- _DOCUMENT SEGMENT_
=======
The DCPP was guided by a group of editors for its publication of the second edition of Disease Control Priorities in Developing Countries. The editors of this volume wish to thank the following for their inclusion of this book within the DCPP effort: George A. O. Alleyne, Joel G. Breman, Mariam Claeson, David B. Evans, Prabhat Jha, Anne Mills, Philip Musgrove, and, in particular, Anthony R. Measham.

We are grateful to the National Institute on Aging of the U.S. National Institutes of Health, which provided grant support for much of the research reported in this book under PO1-AG17625. Richard Suzman of the National Institute on Aging provided invaluable support and critical reactions.
=======
- _SUPPLIED MATERIAL_

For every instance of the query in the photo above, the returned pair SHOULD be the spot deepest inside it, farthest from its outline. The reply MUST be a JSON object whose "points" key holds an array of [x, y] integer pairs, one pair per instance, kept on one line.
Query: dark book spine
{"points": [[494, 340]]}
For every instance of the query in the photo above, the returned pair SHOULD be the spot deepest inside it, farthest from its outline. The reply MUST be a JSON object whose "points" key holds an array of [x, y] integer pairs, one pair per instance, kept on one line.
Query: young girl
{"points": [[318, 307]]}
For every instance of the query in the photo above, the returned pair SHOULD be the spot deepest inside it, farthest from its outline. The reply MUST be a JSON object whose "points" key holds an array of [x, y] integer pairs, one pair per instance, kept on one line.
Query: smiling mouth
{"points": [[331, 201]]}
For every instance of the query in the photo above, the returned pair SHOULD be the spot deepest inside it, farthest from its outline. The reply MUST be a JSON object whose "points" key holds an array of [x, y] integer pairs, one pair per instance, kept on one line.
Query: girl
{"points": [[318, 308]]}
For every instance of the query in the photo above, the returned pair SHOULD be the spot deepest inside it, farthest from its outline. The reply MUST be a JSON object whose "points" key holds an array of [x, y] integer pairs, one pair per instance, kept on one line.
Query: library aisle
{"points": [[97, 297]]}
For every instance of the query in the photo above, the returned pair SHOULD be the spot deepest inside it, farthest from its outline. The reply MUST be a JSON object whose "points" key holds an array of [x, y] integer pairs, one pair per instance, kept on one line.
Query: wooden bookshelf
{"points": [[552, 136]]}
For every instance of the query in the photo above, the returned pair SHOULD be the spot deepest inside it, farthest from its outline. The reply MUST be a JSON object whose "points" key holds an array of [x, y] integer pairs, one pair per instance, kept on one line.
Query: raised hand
=======
- _TASK DETAILS_
Reproduce the part of the acknowledgments that runs from "The DCPP was" up to and including "and critical reactions.", word for word.

- _EXPECTED OUTPUT_
The DCPP was guided by a group of editors for its publication of the second edition of Disease Control Priorities in Developing Countries. The editors of this volume wish to thank the following for their inclusion of this book within the DCPP effort: George A. O. Alleyne, Joel G. Breman, Mariam Claeson, David B. Evans, Prabhat Jha, Anne Mills, Philip Musgrove, and, in particular, Anthony R. Measham.

We are grateful to the National Institute on Aging of the U.S. National Institutes of Health, which provided grant support for much of the research reported in this book under PO1-AG17625. Richard Suzman of the National Institute on Aging provided invaluable support and critical reactions.